## DOCUMENT EXCERPT
# # #

Court of Session Inner House Second Division.

Saturday, February 25. 1899.

36 SLR 445

Ferrier's Trustees

v.

Ferrier.

Subject_1Succession
Subject_2Testament
Subject_3Inchoate Intention
Subject_4Residuary Clause — Intestacy — Extrinsic Evidence.
Facts:

A domiciled Canadian left a will by which he gave his second wife the liferent of a piece of ground in Canada and his household furniture and effects absolutely. The will then stated that whereas by the will of his first wife the testator was the owner of certain heritable property in Scotland, and had received 4000 dollars of personal estate, in order to carry out his first wife's wishes, “I do hereby declare that I intend to execute a will in accordance with the law of Scotland, devising said real estate in Scotland to Ferrier Pace of Kirkliston, Scotland, farmer, his heirs and assigns, and have hereinafter devised a sum of 4000 dollars” to certain relations of his wife; “I give and devise all my estate, both real and personal, not hereinbefore specifically devised” to his trustees for certain trust purposes, which included the payment of the 4000 dollars to his wife's relations.

The testator never executed any will leaving the heritable property in Scotland to Ferrier Pace, although a mortis causa disposition doing so had been prepared and sent to him for execution five years before his death.

Held (1) that the heritable property in Scotland was not carried by the will to Ferrier Pace, and (2) that it did not fall into intestacy, but passed to the trustees in terms of the residuary clause.

Headnote:

William Ferrier, who was a domiciled Canadian, died on 16th February 1897, in Canada. He stood infeft at the time of his death in certain heritable property in Kirkliston, Linlithgowshire, Scotland, which he had acquired on the death of his first wife Mrs Julia Ferrier. The said property had been in the Ferrier family for sixty or seventy years, part of it having been purchased in 1826, and the remainder in 1832 by Mrs Ferrier's father Robert Ferrier, and he and his family were successively the proprietors thereof until Mrs Ferrier's death in 1889.

William Ferrier left a will whereby he gave and devised to his second wife Mary Rogerson Ferrier the liferent of a lot of ground in the town of Barrie aforesaid, and gave and bequeathed also to her for her sole use absolutely all the household furniture and effects of which he should die possessed. The will then proceeds to state—“And whereas by the will of my late wife Julia Ferrier I am the owner of certain freehold property in Scotland, and also received about the sum of four thousand dollars of personal estate after payment of all expenses in connection therewith: And whereas, although absolutely entitled to

Page: 446

the said real and personal estate of my said late wife Julia Ferrier, I am desirous of carrying out certain wishes of the said Julia Ferrier as expressed in a memorandum left by her with me, but which was not to be binding upon me in any way: Now to carry out the said wishes of the said Julia Ferrier, I do hereby declare that I intend to execute a will in accordance with the law of Scotland devising said real estate in Scotland to Ferrier Pace of Kirkliston, Scotland, farmer, his heirs and assigns, and have hereinafter devised a sum of four thousand dollars to the parties mentioned in said memorandum in the amount and proportions as described by said memorandum; I give and devise all of my estate both real and personal not hereinbefore specifically devised unto my executors hereinafter named and the survivor of them, and the executors of such survivor, upon the following trusts.” The trusts were then specified, and included the payment of 4000 dollars to various relations of Julia Ferrier “for the purpose of carrying out the wishes of the said Julia Ferrier.” The testator further declared that the provision made for his wife Mary Rogerson Ferrier should be in lieu of all dower to which she might be entitled out of his real estate. The testator then nominated and appointed executors and trustees of his will.

# # #

## GIVEN RECORDS
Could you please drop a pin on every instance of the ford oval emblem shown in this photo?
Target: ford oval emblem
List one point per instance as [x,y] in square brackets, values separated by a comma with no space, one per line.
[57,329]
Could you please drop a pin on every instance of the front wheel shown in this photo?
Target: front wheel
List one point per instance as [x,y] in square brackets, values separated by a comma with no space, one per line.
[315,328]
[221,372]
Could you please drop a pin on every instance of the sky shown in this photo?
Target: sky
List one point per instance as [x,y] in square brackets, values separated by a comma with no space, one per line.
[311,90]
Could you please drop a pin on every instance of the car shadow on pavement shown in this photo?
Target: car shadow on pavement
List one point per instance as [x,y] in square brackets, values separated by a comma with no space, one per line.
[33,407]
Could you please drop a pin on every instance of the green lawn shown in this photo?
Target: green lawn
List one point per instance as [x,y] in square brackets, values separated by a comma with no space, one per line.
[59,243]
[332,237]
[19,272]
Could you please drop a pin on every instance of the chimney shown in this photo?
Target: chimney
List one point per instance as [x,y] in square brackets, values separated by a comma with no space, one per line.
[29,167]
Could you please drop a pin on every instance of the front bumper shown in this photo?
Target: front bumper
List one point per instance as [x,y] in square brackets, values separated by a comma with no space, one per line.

# # #

## SET OF TASKS
a) Reproduce the case report word for word, starting at "Ferrier's Trustees" and ending at "Intestacy — Extrinsic Evidence.".
b) Name every individual person the case report identifies by name, listing each person once.
Answer using nothing but the case report.

## RESPONSES TO THE TASKS
a)
Ferrier's Trustees

v.

Ferrier.

Subject_1Succession
Subject_2Testament
Subject_3Inchoate Intention
Subject_4Residuary Clause — Intestacy — Extrinsic Evidence.

b)
William Ferrier
Julia Ferrier
Robert Ferrier
Mary Rogerson Ferrier
Ferrier Pace